- _TASK PROMPT_: Please continue the software license addendum below from its last sentence, keeping its legal style.

- _TEXT TO READ_:
───

THIS ADDENDUM to the Campus-wide License Agreement is made as of the DATE
(the “Effective Date”) by and between WATERLOO MAPLE INC., a corporation located at 57 Erb
Street West, Waterloo, Ontario, Canada (herein called “WMI”) and

University of Surrey

(herein called the “Licensee”).

BACKGROUND
         WHEREAS WMI and the Licensee have previously entered into a Campus-wide License
Agreement herein called the “License Agreement”);
         AND WHEREAS the License Agreement provides for the use of certain software licensed, as
described in the respective Campus Wide Agreement product list, by WMI to the Licensee, herein
called the “Software”, on the terms and conditions set forth in the License Agreement;
         AND WHEREAS WMI and the Licensee wish to expand the rights of the Licensee as herein
provided including the granting of the right to the Licensee to permit CD Rom copies of a restricted
time, as further outlined in the respective Campus Wide Agreement, version of the Software to be
made available to full time students, and members of the faculty and staff of the Licensee (herein
individually called a “Student” and collectively called the “Students”) on the terms and conditions
herein provided.

NOW THEREFORE, the parties hereby agree as follows:

1.      GRANT OF RIGHTS.
1.01    Right to Grant Licenses. During the Term (as hereinafter defined), WMI grants to the
Licensee the right to grant to Students a non-exclusive, non-transferable, limited time license to install
and use the Software, in executable form only, on the personal computer of the Student. “Term”
means the period from the date of this Addendum to the earlier of (a) the date of termination of the
License Agreement, and (b) the date which is the first anniversary of the date of this Agreement. The
license granted to each Student shall be for a one year term from the date of the initial use of the
Software by the Student. The use of the Software by each Student shall be subject to the end-user
licence established in the Software.
1.02    Right to Copy Software. WMI grants to the Licensee the right to have the Licensee’s
Computing Center or Bookstore provide CD Rom copies of the Software to the Students. The
Licensee shall not otherwise copy the Software or make the Software available to persons other than
Students.
1.03   No Right to Copy Documentation. The Licensee shall not copy and shall not permit Students
to copy the documentation for the Software (herein called the “Documentation”). Students may
purchase copies of the Documentation from the publisher of the Documentation directly where the
Licencee is located.
1.04  Restrictions on Use. All rights with respect to the Software not granted herein are reserved by
WMI to the exclusion of the Licensee.
2.      DELIVERY OF MASTER COPY
2.01     WMI shall ship or cause its distributor to ship to the Licensee within thirty (30) days of date of
receipt of this executed Addendum one (1) master copy of the Software for reproduction of CD Rom
copies of the Software to be made available to Students. Licensee shall pay all costs of copying and
distributing the Software to the Students. Each CD Rom shall contain the art work and be silk screened
as directed and provided by WMI and any deviations from the specifications provided by WMI shall
be subject to the prior written approval of WMI.

───

- _Labeled outline entries_:
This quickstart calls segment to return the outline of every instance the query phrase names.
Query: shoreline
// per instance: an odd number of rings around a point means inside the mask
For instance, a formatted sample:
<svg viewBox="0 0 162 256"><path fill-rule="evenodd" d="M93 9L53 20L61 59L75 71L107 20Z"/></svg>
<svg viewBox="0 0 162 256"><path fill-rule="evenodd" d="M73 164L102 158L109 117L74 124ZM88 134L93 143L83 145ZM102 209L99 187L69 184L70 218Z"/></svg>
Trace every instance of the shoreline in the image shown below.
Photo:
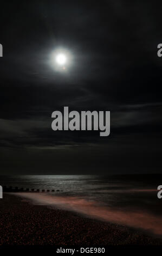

───

- _REPLY TO THE EXERCISE_:
3.      LICENSE FEES AND TAXES.
3.01    License Fee. The Licensee shall charge such amount as it may deem appropriate for each
        license granted to a Student.
3.02    Taxes. The Licensee shall pay any taxes imposed upon this Addendum, the possession or use
of the Software, excluding however, all taxes on or measured by WMI's income.
4.       SUPPORT.
4.01     Support Services. The Licensee shall provide support to the Students. WMI and its
distributors shall have no support obligation with respect to the licenses granted to the Students.
5.       OWNERSHIP OF LICENSED SOFTWARE.
5.01    Ownership. The Licensee acknowledges that the Software, and all copies thereof made by
Licensee hereunder, are the exclusive property of WMI and all right, title and interest to the Software
including all copyright therein shall at all times remain with WMI. The Licensee further acknowledges
that Licensee has no rights in the Software except those expressly granted by this Agreement.
5.02   Protection. The Licensee will take all reasonable steps to protect the Software from any use,
reproduction, publication, disclosure or distribution except as specifically authorized by this
Addendum.
5.03    Notices. The Licensee will direct the Students, not to remove, alter, cover or distort any
copyright notice, trademark or other proprietary rights notice placed by WMI in or on the Software
and shall ensure that all such notices are reproduced on all authorized copies of the oftware made by
the Licensee.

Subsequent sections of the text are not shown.